What is expected: Repeat, word for word, the lines of the listing below, starting with the line containing "In the picture above, where can the green shrub" and continuing through the end of the listing, with both ends included.

(Position identification records)
>> START

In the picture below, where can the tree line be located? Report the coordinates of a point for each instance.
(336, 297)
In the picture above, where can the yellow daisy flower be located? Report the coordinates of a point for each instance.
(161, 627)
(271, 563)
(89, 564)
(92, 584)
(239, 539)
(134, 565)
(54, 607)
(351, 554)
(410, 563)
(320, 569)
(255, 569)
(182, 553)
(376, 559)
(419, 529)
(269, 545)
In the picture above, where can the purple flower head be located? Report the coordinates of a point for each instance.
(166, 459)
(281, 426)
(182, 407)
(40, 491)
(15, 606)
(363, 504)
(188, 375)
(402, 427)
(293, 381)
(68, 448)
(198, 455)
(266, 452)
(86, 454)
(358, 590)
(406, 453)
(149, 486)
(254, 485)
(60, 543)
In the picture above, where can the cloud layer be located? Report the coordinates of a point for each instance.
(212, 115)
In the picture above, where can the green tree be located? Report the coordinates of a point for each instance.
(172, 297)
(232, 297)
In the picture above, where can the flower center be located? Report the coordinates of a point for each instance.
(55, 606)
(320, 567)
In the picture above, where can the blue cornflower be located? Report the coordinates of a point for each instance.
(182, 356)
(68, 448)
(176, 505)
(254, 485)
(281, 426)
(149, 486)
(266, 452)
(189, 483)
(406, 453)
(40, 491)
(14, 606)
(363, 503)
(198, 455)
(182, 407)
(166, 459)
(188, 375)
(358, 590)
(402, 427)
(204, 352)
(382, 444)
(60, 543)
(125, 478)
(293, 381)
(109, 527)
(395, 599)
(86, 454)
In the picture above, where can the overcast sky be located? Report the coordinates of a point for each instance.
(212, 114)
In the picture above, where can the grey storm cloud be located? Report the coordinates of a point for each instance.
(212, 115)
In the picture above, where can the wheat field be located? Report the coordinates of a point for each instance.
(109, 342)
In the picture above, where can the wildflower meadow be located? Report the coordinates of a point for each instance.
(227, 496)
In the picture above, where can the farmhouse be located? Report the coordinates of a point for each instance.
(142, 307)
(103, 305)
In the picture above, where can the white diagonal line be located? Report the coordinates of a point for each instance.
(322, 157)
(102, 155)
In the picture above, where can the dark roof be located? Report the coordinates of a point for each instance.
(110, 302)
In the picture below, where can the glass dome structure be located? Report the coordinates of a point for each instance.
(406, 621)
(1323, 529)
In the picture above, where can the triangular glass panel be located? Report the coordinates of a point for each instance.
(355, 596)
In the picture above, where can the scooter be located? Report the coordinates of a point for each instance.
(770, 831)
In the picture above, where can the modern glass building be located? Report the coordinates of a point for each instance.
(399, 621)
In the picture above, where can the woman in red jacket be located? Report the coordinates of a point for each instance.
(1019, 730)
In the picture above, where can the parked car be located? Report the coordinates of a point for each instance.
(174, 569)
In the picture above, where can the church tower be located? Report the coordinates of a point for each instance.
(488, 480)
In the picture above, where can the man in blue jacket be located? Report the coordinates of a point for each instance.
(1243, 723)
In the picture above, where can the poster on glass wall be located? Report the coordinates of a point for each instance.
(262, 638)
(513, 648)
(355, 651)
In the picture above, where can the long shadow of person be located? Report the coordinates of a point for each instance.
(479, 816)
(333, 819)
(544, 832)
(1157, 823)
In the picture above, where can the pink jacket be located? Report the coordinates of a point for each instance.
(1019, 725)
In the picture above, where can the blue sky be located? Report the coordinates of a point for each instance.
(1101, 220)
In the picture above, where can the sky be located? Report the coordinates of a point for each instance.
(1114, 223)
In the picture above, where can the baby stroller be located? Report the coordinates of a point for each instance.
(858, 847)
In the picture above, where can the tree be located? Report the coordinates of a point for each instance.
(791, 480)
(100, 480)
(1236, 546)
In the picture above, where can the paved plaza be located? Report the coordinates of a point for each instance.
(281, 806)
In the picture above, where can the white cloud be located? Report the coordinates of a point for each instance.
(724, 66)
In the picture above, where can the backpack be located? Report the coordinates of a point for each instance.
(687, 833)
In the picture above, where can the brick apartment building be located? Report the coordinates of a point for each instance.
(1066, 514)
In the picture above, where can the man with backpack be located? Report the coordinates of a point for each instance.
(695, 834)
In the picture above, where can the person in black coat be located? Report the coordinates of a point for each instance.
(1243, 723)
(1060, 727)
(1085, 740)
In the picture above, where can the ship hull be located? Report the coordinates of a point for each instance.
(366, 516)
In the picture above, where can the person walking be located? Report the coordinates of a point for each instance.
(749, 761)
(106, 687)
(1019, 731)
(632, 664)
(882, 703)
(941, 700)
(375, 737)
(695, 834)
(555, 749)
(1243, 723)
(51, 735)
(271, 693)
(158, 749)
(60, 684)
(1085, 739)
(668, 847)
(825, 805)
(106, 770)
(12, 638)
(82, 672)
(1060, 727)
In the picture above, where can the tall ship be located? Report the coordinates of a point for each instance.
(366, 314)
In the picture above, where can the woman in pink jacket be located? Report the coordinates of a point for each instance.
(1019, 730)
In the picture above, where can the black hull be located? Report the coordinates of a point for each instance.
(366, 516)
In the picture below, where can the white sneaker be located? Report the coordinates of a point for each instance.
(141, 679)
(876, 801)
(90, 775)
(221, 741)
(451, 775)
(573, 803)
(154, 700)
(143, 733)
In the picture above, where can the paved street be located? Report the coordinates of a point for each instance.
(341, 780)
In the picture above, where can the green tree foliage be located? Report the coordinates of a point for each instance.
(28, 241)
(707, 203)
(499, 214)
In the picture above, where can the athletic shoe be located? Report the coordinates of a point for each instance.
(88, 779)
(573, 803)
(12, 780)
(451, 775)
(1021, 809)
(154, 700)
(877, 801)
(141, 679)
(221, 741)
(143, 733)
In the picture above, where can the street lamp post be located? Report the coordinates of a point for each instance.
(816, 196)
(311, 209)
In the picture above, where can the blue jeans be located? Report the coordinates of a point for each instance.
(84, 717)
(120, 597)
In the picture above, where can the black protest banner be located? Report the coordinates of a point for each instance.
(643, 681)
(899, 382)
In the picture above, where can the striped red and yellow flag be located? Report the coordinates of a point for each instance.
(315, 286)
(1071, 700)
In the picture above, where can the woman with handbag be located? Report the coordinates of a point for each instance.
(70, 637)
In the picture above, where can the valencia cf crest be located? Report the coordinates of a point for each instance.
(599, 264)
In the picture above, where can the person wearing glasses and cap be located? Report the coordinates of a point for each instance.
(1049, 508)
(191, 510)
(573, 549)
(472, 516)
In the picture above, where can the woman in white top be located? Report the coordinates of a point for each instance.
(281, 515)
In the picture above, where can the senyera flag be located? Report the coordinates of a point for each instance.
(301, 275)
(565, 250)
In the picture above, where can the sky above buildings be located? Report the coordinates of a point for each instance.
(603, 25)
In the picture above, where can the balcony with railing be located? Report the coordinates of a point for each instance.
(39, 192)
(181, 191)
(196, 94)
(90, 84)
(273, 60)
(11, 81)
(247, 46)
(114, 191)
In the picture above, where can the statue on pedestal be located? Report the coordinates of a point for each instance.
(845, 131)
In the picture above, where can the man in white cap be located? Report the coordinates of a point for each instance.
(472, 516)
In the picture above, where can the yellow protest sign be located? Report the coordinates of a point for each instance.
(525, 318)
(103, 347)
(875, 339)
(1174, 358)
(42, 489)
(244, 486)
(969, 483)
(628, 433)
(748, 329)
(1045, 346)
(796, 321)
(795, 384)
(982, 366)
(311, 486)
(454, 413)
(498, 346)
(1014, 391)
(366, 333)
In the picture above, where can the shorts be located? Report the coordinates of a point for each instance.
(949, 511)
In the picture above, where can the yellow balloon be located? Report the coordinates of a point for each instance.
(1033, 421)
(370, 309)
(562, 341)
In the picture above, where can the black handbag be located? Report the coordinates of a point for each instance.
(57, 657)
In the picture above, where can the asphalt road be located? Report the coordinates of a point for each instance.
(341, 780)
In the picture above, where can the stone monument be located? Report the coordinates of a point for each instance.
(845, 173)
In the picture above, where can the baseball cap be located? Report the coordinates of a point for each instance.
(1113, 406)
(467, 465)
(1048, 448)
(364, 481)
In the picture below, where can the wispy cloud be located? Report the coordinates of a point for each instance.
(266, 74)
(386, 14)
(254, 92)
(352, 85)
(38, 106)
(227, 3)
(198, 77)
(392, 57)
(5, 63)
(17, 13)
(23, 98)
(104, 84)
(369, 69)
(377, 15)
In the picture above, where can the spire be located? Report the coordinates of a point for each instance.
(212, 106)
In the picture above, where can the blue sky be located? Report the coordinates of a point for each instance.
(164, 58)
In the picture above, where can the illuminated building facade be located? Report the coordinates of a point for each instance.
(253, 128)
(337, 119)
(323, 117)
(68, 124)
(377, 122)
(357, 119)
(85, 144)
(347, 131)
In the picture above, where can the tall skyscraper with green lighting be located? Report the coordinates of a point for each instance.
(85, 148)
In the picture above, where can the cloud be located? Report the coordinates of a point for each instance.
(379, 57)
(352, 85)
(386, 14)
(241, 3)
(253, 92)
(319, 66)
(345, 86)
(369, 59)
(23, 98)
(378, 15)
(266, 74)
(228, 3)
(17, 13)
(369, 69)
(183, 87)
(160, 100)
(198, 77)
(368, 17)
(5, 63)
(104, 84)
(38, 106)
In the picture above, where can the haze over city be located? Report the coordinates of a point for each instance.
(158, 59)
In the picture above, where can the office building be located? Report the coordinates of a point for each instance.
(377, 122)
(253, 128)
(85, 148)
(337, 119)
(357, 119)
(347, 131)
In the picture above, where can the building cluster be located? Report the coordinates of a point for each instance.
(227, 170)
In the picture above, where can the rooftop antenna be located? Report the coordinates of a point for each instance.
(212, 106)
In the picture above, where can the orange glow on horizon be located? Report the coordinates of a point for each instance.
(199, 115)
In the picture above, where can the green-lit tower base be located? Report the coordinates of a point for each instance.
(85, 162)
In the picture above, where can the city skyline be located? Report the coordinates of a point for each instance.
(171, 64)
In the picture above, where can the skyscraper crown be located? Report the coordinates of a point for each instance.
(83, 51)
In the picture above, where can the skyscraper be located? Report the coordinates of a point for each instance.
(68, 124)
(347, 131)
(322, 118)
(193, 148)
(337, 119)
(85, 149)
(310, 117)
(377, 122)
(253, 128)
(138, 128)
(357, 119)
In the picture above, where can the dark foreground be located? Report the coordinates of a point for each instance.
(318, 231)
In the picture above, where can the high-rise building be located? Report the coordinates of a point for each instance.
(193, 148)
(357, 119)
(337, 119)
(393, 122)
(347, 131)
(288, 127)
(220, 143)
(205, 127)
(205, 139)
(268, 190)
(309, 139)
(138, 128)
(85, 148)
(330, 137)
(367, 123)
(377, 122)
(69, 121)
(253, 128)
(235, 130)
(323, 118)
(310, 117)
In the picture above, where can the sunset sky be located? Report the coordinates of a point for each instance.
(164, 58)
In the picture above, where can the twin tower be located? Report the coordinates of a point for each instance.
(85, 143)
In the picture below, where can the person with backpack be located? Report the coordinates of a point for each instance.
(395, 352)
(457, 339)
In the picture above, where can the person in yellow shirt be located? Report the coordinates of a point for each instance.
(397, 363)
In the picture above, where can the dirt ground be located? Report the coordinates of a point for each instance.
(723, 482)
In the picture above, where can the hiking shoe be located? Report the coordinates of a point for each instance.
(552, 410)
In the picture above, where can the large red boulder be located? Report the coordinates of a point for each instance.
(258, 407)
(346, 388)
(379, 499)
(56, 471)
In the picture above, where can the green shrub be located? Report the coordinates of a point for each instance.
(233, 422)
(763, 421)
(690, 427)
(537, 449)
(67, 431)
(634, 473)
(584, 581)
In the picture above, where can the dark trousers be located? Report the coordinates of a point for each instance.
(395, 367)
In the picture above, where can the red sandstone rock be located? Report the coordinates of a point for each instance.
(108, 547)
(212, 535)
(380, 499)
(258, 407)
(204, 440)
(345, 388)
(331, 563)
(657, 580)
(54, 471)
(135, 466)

>> END

Full answer:
In the picture above, where can the green shrub be located? Report the coordinates of a point for each instance.
(233, 422)
(763, 421)
(690, 427)
(537, 449)
(67, 431)
(634, 473)
(584, 581)
In the picture above, where can the dark trousers be located? Report the coordinates of a point for each instance.
(395, 367)
In the picture above, where can the red sandstone rock be located? Report the coordinates of a point for each instance.
(108, 547)
(212, 535)
(380, 499)
(258, 407)
(204, 440)
(345, 388)
(331, 563)
(657, 580)
(54, 471)
(135, 466)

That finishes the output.